══ Provided information ══

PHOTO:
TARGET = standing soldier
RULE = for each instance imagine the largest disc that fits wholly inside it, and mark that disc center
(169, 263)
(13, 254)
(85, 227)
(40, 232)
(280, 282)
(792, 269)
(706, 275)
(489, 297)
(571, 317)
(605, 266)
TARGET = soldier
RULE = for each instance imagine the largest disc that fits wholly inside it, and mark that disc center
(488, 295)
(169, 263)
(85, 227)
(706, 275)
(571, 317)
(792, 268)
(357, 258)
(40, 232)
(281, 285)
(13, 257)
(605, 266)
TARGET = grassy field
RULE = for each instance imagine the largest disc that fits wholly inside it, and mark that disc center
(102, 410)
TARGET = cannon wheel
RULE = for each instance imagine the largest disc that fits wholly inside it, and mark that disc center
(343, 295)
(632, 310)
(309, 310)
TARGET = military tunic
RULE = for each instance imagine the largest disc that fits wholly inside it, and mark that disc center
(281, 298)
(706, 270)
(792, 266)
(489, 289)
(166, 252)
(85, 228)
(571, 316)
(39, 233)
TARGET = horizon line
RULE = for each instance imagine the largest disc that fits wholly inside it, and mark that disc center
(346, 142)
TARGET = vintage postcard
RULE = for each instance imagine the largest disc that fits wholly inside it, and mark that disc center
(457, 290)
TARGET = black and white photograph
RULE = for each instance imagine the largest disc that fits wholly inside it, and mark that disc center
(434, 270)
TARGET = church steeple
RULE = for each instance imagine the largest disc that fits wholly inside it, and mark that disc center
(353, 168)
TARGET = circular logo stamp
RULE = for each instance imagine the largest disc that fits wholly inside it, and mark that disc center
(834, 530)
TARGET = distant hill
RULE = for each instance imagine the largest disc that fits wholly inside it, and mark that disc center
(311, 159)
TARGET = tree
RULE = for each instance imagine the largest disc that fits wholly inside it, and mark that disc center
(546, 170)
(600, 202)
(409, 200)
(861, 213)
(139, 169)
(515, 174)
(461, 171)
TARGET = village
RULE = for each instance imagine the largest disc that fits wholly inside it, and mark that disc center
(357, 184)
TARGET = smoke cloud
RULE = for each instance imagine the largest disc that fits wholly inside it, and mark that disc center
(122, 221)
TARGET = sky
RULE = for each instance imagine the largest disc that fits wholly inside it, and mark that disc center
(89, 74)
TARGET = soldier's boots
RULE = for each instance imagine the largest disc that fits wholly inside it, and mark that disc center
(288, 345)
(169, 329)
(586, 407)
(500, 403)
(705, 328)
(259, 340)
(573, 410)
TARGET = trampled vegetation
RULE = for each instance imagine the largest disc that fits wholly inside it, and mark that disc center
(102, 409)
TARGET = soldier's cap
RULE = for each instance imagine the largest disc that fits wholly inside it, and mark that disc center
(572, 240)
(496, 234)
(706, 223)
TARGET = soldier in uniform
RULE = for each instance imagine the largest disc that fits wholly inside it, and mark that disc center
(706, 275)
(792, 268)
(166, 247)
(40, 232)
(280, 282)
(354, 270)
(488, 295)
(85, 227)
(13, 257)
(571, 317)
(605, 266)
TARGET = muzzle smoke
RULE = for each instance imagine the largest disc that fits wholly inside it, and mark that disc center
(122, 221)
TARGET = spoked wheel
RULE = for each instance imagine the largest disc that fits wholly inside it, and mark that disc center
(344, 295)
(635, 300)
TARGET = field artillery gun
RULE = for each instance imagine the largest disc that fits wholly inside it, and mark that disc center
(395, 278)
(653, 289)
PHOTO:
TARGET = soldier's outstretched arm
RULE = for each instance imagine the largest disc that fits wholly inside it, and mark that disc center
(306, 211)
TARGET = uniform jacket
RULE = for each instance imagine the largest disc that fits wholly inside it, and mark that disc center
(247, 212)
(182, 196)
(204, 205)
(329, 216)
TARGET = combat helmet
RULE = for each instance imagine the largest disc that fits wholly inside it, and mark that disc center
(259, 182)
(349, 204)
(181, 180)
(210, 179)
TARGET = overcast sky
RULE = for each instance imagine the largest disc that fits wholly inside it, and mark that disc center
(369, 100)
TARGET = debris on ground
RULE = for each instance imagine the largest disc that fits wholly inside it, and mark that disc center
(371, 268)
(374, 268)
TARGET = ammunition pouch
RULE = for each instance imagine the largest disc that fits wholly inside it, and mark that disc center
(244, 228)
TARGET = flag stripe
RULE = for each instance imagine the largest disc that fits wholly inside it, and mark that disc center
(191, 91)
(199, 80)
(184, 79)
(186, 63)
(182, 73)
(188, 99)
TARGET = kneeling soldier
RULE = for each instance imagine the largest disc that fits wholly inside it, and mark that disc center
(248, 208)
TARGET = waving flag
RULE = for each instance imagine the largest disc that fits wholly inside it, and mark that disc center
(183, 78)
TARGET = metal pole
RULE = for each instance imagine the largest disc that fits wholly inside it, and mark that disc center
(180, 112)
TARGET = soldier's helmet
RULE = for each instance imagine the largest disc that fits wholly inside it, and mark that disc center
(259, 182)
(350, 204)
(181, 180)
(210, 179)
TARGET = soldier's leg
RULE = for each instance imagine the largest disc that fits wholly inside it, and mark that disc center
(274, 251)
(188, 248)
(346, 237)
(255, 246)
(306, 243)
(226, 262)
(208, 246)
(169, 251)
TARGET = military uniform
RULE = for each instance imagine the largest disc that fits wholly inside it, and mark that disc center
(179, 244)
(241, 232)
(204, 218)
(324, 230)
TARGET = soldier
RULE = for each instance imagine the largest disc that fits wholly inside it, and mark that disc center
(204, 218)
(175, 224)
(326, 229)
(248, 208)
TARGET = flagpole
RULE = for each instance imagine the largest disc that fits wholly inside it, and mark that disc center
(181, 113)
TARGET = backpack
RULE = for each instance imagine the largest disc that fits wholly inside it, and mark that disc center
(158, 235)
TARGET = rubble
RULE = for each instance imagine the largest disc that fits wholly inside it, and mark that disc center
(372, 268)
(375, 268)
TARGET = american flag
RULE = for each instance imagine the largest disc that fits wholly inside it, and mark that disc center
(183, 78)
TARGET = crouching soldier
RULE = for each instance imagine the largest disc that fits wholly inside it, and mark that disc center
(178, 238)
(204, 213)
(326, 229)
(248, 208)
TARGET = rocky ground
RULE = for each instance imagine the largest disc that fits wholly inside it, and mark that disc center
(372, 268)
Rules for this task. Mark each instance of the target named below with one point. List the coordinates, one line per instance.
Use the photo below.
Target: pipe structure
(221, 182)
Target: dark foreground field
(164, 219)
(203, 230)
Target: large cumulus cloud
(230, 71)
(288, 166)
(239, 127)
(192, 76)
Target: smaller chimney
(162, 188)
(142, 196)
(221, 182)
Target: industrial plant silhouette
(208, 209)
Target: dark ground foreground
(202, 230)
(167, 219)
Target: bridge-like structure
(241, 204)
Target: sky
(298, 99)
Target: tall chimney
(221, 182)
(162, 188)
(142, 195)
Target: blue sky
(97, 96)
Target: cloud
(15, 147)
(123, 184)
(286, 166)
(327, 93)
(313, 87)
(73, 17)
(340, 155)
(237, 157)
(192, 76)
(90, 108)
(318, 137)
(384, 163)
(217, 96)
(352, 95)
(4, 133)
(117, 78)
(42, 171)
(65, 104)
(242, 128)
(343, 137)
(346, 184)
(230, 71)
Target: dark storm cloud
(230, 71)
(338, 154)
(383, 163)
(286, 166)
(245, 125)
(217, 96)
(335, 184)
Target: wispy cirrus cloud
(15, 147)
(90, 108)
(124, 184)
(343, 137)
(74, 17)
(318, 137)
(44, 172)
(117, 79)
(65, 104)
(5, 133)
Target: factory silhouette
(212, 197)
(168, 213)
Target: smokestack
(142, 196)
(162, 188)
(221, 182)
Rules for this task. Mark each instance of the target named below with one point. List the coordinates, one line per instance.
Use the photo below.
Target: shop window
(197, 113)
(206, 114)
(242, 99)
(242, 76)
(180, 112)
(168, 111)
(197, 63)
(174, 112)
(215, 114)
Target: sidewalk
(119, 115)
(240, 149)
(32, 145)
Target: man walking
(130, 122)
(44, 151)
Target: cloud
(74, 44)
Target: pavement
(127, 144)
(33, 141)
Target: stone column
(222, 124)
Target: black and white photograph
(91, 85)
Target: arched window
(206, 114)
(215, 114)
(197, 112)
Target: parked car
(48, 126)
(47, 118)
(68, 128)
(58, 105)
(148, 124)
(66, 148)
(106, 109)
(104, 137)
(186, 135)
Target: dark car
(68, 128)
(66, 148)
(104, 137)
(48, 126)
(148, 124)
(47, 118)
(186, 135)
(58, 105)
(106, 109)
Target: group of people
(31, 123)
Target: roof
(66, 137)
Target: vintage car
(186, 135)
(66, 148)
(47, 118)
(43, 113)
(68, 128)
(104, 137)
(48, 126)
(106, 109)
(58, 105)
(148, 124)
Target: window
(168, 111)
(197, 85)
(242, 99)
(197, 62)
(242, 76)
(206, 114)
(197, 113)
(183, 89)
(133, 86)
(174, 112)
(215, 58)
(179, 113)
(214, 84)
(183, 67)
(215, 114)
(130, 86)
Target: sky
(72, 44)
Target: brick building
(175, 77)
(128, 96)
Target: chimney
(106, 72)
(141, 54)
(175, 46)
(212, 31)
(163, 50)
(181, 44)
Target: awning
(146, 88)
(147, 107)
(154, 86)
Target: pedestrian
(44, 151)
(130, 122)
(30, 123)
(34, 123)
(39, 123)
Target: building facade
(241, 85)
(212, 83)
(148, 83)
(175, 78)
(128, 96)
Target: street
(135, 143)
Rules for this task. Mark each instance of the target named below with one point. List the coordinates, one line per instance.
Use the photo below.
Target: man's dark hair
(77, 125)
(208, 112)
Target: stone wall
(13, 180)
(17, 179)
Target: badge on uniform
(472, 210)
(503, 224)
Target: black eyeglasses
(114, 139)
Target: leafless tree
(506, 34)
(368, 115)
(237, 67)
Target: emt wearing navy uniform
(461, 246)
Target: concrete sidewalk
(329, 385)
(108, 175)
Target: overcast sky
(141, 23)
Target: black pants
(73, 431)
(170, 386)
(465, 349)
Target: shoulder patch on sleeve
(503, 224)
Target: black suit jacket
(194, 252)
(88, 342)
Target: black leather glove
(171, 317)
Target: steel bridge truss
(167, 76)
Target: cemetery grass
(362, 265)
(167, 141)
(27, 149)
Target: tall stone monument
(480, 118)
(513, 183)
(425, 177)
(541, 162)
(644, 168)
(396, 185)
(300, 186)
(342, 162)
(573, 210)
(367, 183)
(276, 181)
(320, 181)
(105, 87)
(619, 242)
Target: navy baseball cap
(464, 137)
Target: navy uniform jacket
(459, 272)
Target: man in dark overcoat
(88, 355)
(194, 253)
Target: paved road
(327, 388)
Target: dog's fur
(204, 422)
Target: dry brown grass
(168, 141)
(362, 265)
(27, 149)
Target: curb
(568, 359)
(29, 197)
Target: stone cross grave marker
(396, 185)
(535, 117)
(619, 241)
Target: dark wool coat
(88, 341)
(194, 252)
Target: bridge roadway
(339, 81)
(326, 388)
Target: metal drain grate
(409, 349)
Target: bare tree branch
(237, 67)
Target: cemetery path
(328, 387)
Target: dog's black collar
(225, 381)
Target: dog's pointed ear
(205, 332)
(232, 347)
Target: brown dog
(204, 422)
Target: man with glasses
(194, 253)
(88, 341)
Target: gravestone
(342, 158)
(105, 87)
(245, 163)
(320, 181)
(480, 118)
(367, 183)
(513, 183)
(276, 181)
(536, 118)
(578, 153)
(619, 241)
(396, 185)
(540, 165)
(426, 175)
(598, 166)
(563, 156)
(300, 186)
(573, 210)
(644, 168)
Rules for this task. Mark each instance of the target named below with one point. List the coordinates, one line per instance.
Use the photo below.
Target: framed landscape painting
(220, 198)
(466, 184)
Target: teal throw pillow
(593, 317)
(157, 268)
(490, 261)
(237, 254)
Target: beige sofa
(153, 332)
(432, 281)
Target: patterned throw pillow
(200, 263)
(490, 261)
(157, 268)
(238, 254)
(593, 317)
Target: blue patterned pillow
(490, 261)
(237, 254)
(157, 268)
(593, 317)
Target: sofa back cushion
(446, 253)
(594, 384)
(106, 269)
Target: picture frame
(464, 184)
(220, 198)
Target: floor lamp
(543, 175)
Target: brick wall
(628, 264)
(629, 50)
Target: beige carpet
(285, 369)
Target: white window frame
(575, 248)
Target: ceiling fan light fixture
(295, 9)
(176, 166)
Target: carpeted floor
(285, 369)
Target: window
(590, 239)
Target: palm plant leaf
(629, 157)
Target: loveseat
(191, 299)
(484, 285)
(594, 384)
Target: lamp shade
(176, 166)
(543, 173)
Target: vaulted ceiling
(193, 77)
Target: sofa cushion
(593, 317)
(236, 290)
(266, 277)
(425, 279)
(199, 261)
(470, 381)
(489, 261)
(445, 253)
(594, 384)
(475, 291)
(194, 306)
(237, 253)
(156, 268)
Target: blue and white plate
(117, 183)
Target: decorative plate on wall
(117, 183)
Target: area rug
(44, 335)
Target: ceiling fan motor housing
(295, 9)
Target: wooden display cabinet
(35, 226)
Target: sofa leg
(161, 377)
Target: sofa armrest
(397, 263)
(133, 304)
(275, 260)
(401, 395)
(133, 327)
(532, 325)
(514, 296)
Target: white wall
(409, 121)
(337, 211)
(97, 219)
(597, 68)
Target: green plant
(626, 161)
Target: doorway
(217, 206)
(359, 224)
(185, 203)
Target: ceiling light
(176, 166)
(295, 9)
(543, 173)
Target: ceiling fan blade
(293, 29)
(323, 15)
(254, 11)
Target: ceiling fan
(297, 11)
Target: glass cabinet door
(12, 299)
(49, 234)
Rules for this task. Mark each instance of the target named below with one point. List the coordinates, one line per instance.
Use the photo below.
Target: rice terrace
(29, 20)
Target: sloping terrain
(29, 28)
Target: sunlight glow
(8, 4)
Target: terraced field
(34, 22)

═══

__Work request__. Reproduce exactly, and only, the lines from the start of the entries through the one that contains "TARGET = tree".

__Answer box__.
PHOTO:
TARGET = standing soldier
RULE = for each instance imagine the largest disc that fits wholly inside it, and mark that disc center
(169, 263)
(13, 254)
(85, 227)
(40, 232)
(280, 282)
(792, 269)
(706, 275)
(489, 297)
(571, 317)
(605, 266)
TARGET = soldier
RULE = for each instance imagine the largest disc that fits wholly inside it, and mark that disc center
(488, 295)
(169, 263)
(85, 227)
(706, 275)
(571, 317)
(792, 268)
(357, 258)
(40, 232)
(281, 285)
(13, 257)
(605, 266)
TARGET = grassy field
RULE = for each instance imagine the largest disc that fits wholly inside it, and mark that disc center
(102, 410)
TARGET = cannon wheel
RULE = for each instance imagine the largest disc that fits wholly inside it, and mark that disc center
(343, 295)
(632, 310)
(309, 310)
TARGET = military tunic
RULE = for each instance imagine the largest disc that fits wholly inside it, and mark that disc center
(281, 298)
(706, 270)
(792, 266)
(489, 289)
(166, 252)
(85, 228)
(571, 316)
(39, 233)
TARGET = horizon line
RULE = for each instance imagine the largest disc that fits wholly inside it, and mark that disc center
(346, 142)
TARGET = vintage postcard
RULE = for each instance imagine the largest disc that fits wholly inside it, and mark that disc center
(457, 290)
TARGET = black and white photograph
RULE = for each instance imagine the largest disc that fits wholly inside it, and mark that disc center
(434, 270)
TARGET = church steeple
RULE = for each instance imagine the largest disc that fits wholly inside it, and mark that disc center
(353, 168)
TARGET = circular logo stamp
RULE = for each instance imagine the largest disc that fits wholly inside it, and mark that disc center
(834, 530)
TARGET = distant hill
RULE = for each instance imagine the largest disc that fits wholly inside it, and mark that disc center
(311, 159)
TARGET = tree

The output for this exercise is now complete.